What the task asks> Rewrite all the records, changing every "smartphone" to "mobile phone" and keeping everything else the same.
## Begin Available data
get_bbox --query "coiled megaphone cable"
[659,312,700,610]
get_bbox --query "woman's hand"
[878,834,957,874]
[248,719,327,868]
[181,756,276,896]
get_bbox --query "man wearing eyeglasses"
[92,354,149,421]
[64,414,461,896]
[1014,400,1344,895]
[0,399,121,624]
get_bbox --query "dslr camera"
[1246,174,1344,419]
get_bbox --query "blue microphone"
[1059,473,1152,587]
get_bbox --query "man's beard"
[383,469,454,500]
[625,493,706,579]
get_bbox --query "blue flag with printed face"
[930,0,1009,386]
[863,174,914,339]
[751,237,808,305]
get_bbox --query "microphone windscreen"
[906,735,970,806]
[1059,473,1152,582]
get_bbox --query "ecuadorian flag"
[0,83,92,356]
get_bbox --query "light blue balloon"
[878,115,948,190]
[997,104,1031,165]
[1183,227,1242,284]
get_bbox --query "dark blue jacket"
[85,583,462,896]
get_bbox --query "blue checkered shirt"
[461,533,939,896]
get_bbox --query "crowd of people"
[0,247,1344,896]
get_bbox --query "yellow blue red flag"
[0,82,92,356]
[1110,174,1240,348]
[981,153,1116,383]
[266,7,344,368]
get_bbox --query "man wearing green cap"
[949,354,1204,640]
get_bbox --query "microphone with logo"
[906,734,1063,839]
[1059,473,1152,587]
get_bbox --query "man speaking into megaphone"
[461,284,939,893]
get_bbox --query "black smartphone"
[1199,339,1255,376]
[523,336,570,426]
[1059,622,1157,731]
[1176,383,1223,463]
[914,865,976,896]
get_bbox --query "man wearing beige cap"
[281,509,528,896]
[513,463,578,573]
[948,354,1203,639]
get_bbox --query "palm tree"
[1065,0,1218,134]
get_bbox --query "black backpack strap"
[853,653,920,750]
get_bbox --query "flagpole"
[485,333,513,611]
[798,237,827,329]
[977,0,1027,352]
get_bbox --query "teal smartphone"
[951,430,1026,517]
## End Available data
Full solution>
get_bbox --query "coiled megaphone cable"
[659,312,700,610]
get_bbox --query "woman's hand"
[878,834,957,874]
[248,719,327,868]
[181,756,276,896]
get_bbox --query "man wearing eyeglasses"
[92,354,149,421]
[64,414,461,896]
[1014,400,1344,895]
[0,399,121,624]
get_bbox --query "dslr camera"
[1246,174,1344,419]
get_bbox --query "blue microphone"
[1059,473,1152,587]
get_bbox --query "man's beard"
[383,469,454,500]
[625,493,706,579]
get_bbox --query "blue flag with printed face"
[930,0,1009,386]
[863,174,914,339]
[751,237,808,305]
get_bbox --query "microphone windscreen"
[906,735,970,806]
[1059,473,1152,582]
get_bbox --query "ecuadorian flag"
[0,83,92,356]
get_bbox --query "light blue balloon"
[878,115,948,190]
[997,104,1031,165]
[1183,227,1242,284]
get_bbox --query "dark blue jacket"
[85,583,462,896]
get_bbox --query "blue checkered shirt"
[461,533,939,896]
get_bbox --query "crowd of people"
[0,247,1344,896]
get_bbox --query "yellow blue red flag"
[0,82,92,356]
[1110,174,1240,348]
[981,153,1116,383]
[266,7,344,368]
get_bbox --query "man wearing green cap"
[949,354,1204,640]
get_bbox --query "microphone with logo"
[906,734,1063,839]
[1059,473,1152,587]
get_bbox --query "man speaking into megaphone"
[461,284,939,893]
get_bbox --query "black mobile phone"
[1199,339,1255,376]
[523,336,570,426]
[1059,622,1157,731]
[1176,383,1223,463]
[914,865,976,896]
get_bbox --query "man wearing beige cap"
[281,509,528,896]
[513,463,578,573]
[948,354,1203,639]
get_bbox --query "palm tree"
[1065,0,1218,134]
get_bbox --query "black backpack strap"
[853,653,920,750]
get_bbox --query "flagpole"
[485,333,513,611]
[798,237,827,329]
[977,0,1027,352]
get_bbox --query "teal mobile phone"
[951,430,1026,517]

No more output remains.